[Text block]:
"""

We find by experience that we have a transforming influence over all material objects, and are able to change their modes and forms at our pleasure. We can turn not only forests into fields, but mountains into plains. We can give form, and figure, and polish, not only to wood, and stone, and silver, and gold, but even to pearls and diamonds. No material object has ever been found, but what could be formed and fashioned by human power and skill. Now, if the world existed of necessity, it would be absolutely immutable, or incapable of change. Neither the laws of nature, nor the powers of man, could make the least impression upon it, nor produce the least motion or variation in it. Whatever necessarily exists, must necessarily exist the same. For that necessity which is the ground of its existence must be equally and perpetually the ground of all its modes and forms of existence. Since the world, therefore, does not necessarily exist in any certain mode or form, it might not have existed in any mode or form whatever. And if it might not have existed at all, then we can easily conceive that it might have had a beginning of existence, in some distant period of past duration.

II. If this world might have begun to exist, then it might have had a cause of its existence. Upon this principle the apostle supposes that every house is builded by some man," or owes its existence to some cause. And this mode of reasoning from the effect to the cause, is perfectly agreeable to common sense. As soon as children begin to reason, they spontaneously reason from the effect to the cause; or from a thing's beginning to exist, to the cause of its existing. When they see any thing move, they imagine there is some cause of its moving. When they see any thing in motion stop, they conclude there is some cause of its stopping. When they see any thing broken, they naturally inquire, Who broke it?

"""

[Entries provided]:
"""

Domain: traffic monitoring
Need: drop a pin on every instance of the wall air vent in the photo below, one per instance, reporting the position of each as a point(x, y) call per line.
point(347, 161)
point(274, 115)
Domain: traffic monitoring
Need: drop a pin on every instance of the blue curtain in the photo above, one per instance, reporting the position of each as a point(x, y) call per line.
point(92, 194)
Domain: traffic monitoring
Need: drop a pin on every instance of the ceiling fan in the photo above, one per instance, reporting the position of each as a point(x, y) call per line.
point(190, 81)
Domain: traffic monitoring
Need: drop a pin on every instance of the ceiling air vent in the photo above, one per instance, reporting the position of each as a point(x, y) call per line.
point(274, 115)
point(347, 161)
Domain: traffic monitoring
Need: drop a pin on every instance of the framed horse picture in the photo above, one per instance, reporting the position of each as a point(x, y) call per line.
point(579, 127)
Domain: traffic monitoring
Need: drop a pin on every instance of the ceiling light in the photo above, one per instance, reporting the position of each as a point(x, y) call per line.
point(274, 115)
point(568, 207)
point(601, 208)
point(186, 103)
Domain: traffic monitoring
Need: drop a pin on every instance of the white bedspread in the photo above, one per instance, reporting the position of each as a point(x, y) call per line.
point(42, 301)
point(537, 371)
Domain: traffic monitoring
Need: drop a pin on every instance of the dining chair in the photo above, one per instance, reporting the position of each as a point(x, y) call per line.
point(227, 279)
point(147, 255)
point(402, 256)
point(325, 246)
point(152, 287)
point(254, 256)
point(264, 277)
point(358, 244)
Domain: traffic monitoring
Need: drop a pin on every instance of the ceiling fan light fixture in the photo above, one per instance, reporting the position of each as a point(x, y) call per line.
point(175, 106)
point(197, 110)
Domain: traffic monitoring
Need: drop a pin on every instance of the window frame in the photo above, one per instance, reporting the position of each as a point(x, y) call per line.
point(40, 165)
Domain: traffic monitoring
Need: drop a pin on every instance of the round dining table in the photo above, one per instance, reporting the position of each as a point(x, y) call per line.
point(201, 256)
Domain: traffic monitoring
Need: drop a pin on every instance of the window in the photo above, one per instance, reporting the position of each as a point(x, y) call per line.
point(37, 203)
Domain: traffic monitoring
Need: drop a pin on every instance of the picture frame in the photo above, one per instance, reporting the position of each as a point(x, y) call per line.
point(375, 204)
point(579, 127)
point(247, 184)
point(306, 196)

"""

[To do]:
1. Rewrite the passage on the world's beginning from "II. If this" to "Who broke it?", replacing "children" with "young people".
2. In the passage on the world's beginning, what question do children naturally ask when they see something broken?

[Solutions to the exercise]:
1.
II. If this world might have begun to exist, then it might have had a cause of its existence. Upon this principle the apostle supposes that every house is builded by some man," or owes its existence to some cause. And this mode of reasoning from the effect to the cause, is perfectly agreeable to common sense. As soon as young people begin to reason, they spontaneously reason from the effect to the cause; or from a thing's beginning to exist, to the cause of its existing. When they see any thing move, they imagine there is some cause of its moving. When they see any thing in motion stop, they conclude there is some cause of its stopping. When they see any thing broken, they naturally inquire, Who broke it?

2. Who broke it?